▶ **Exercise description**
Read the data below. Then repeat all of it exactly.

Stored entries
----------

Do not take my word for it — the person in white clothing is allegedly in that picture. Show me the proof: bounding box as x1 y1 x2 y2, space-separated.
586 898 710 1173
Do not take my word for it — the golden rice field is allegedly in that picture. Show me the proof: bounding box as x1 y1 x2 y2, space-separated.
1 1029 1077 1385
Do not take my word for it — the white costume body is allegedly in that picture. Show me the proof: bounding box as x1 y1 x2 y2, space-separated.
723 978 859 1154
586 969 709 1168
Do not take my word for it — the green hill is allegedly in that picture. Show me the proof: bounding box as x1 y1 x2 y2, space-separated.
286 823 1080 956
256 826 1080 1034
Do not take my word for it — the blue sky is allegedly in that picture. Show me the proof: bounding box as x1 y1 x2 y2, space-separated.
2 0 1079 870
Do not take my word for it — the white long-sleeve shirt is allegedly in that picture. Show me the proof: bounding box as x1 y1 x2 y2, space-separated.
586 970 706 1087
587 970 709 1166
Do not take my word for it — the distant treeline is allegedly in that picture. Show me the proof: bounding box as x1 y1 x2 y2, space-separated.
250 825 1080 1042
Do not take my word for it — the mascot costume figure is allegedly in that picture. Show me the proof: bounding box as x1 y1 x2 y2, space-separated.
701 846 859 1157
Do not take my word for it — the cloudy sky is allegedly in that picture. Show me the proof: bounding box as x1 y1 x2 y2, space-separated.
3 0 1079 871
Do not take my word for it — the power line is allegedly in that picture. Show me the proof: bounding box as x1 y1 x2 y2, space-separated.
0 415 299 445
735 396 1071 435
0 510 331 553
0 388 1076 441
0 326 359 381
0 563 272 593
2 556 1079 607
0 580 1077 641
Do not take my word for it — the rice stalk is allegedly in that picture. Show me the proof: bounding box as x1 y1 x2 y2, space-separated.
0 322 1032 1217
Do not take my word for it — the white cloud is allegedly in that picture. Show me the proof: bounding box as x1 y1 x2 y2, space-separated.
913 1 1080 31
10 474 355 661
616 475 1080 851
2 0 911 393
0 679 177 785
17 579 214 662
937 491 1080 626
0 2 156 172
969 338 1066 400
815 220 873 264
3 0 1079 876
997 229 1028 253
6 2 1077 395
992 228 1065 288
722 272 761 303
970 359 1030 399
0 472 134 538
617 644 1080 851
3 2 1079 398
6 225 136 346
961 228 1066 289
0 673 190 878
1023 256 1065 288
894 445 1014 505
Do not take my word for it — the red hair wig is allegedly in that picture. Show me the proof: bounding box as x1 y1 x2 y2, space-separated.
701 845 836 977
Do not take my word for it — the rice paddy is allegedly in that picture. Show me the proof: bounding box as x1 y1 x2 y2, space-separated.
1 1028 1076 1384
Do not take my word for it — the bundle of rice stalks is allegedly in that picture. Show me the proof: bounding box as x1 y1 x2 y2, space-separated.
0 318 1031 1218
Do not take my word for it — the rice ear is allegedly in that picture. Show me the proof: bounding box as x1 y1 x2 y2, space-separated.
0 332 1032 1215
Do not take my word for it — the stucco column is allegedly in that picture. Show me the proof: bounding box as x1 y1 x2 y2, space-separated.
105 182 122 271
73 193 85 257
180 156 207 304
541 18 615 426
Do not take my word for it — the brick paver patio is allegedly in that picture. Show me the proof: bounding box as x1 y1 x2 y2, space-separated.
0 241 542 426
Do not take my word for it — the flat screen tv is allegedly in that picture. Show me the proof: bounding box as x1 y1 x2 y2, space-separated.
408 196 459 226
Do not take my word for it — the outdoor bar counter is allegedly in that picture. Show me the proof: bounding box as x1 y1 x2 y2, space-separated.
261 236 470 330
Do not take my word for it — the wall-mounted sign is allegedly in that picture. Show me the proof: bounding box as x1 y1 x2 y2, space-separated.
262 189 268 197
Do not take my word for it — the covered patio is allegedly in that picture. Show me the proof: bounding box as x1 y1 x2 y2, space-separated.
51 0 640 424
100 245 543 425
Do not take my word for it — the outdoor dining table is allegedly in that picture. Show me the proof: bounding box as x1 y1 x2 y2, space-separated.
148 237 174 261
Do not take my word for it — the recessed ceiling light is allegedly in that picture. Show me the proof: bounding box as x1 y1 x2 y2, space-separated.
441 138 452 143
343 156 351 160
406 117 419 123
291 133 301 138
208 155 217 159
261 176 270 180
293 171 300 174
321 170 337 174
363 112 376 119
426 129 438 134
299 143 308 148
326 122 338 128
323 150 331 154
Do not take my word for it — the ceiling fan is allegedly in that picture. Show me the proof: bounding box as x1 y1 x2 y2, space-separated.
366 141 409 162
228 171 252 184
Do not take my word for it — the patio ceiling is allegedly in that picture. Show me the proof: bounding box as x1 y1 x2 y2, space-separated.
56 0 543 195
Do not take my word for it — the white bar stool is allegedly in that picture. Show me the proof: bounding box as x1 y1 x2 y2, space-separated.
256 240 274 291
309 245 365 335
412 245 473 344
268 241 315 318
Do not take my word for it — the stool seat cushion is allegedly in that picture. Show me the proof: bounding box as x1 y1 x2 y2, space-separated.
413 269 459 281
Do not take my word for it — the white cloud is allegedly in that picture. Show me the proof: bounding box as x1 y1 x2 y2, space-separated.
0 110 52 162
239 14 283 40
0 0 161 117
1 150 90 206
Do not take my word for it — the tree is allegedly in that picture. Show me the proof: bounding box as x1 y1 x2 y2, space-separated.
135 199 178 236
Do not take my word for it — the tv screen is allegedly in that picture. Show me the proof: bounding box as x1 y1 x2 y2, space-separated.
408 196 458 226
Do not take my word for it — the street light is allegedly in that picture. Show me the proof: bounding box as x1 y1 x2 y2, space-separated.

----------

▶ **Problem solution**
Do not take my word for it — the person in white clothing is allegedly in that picture. Show me the proof: bounding box as x1 y1 x2 y2, space-separated.
586 898 710 1173
Do not take my word for it — the golden rice field is allegedly in that picture. Show me the proof: bounding box as x1 y1 x2 y2, space-separated.
1 1029 1077 1385
Do not take my word for it — the white costume body is allegedly in that picture. Show me the proof: bounding box as x1 y1 x2 y2, space-separated.
723 978 859 1154
586 969 709 1168
Do not take my word for it — the green hill is allegedly in that picture. Show me the proof: bounding box as x1 y1 x2 y2, space-separated.
286 823 1080 956
256 826 1080 1034
Do not take my word for it — the blue sky is allegedly in that picture. Show me the proof: bounding box as x1 y1 x2 y2, space-separated.
2 0 1079 870
Do not take my word for it — the white long-sleeve shirt is allegedly in that picture. Show me the proof: bounding box as x1 y1 x2 y2, space-separated.
586 970 706 1087
587 970 709 1166
Do not take my word for it — the distant treeline is allegedly in that picture. Show me the proof: bounding box as x1 y1 x2 y2, space-separated.
250 825 1080 1042
Do not take my word for it — the mascot costume figure is allegedly in that picture. Show me the proof: bounding box as x1 y1 x2 y2, space-separated.
701 846 859 1157
Do not take my word for it — the cloudy sky is allegedly in that picture. Show me the proof: bounding box as x1 y1 x2 y2, space-separated.
3 0 1079 871
Do not take my word for it — the power line is allegedly in that picture. Show me the proof: bounding box as x1 y1 x2 y2, space-separated.
0 415 299 445
735 396 1071 435
0 510 331 553
0 388 1076 441
0 326 359 381
0 563 272 593
2 556 1079 607
0 580 1077 641
Do not take my word for it — the rice stalk is allegedly in that picture. Show me the proof: bounding box as x1 y1 x2 y2, space-separated.
0 322 1032 1217
Do not take my word for it — the white cloud is allegedly in that picture. Show me the proof: bounding box as x1 y1 x2 y2, space-separated.
913 1 1080 31
10 474 355 661
616 475 1080 851
2 0 911 393
0 679 177 785
17 579 214 662
937 491 1080 626
0 2 156 172
969 338 1066 400
815 220 873 264
3 0 1079 876
997 229 1028 253
6 2 1077 395
992 228 1065 288
722 272 761 303
970 359 1030 399
0 472 134 538
617 644 1080 851
3 2 1079 398
6 225 136 346
961 228 1066 289
0 673 190 878
1023 256 1065 288
894 445 1014 505
Do not take my word for it — the red hair wig is allegedly in that picture. Show me the proof: bounding box as x1 y1 x2 y2, space-separated.
701 845 836 977
Do not take my word for it — the rice paddy is allegedly in that picture. Show me the proof: bounding box as x1 y1 x2 y2, space-separated.
1 1028 1076 1384
Do not take my word for it — the bundle of rice stalks is allegedly in that picture. Show me the proof: bounding box as x1 y1 x2 y2, space-separated.
0 318 1031 1218
Do not take my word for it — the rice ear is allegedly in that picture. Show me the proof: bounding box as x1 y1 x2 y2, space-separated.
0 332 1032 1215
Do not take my word for it — the stucco column is allegedly in that picture. Show me the proof: bounding box as x1 y1 x2 y2, space-separated.
105 182 122 271
73 193 85 257
180 156 207 304
541 18 615 426
Do not take my word for it — the brick paver patio is allegedly in that picture. Show me the proof: bounding box as x1 y1 x2 y2, space-separated.
0 241 542 426
Do not take my word for it — the flat screen tv is allegedly in that picture. Show me the proof: bounding box as x1 y1 x2 y2, space-separated.
408 196 459 226
Do not take my word for it — the outdoor bar counter is allegedly in that picture. Show me the proof: bounding box as x1 y1 x2 y2, space-separated.
261 236 470 330
Do not take my word for it — the wall-mounted sign is allegedly in that picture. Show me the proof: bounding box as x1 y1 x2 y2, space-separated.
262 189 268 197
Do not take my word for it — the covered patio is allegedly in that picture. Show me the proof: bounding box as x1 y1 x2 y2, space-separated.
51 0 640 424
100 245 543 425
Do not take my word for it — the outdoor dining table is allegedly in that picture. Show me the proof: bounding box as x1 y1 x2 y2, space-separated.
148 237 174 261
Do not take my word for it — the recessed ceiling light is allegedly in that picture. Show me the proof: bounding box as x1 y1 x2 y2, space-separated.
441 138 452 143
343 156 351 160
406 117 419 123
291 133 301 138
208 155 217 159
261 176 270 180
293 171 300 174
321 170 337 174
363 112 376 119
426 129 438 134
299 143 308 148
326 122 338 128
323 150 331 154
Do not take my word for it — the ceiling fan is allegedly in that picture. Show me the proof: bounding box as x1 y1 x2 y2, space-separated.
366 141 409 162
228 171 252 184
Do not take my word for it — the patio ceiling is allegedly in that picture. Show me the proof: bounding box as x1 y1 x2 y2, space-separated.
56 0 543 195
Do not take my word for it — the white bar stool is allegedly in that picture. Show me the proof: bounding box as x1 y1 x2 y2, space-separated.
256 240 274 291
309 245 365 335
412 245 473 344
268 241 315 318
Do not take my word for it — the stool seat cushion is allegedly in that picture. Show me the proof: bounding box as x1 y1 x2 y2, space-separated.
413 269 459 281
Do not take my word for it — the white cloud is allegedly in that picture. Show me the proof: bounding box as x1 y1 x2 y2, space-separated.
0 110 52 162
239 14 283 40
0 0 161 117
1 150 90 206
Do not take my word for it — the tree is allegedly in that picture. Show me the proof: bounding box as x1 y1 x2 y2, space-separated.
135 199 178 236
Do not take my word for it — the tv screen is allegedly in that picture. Show me the proof: bounding box as x1 y1 x2 y2, space-separated.
408 196 458 226
Do not take my word for it — the street light is allegedly in that picture. Show me the proof: bounding box as x1 y1 x2 y2, space-separated.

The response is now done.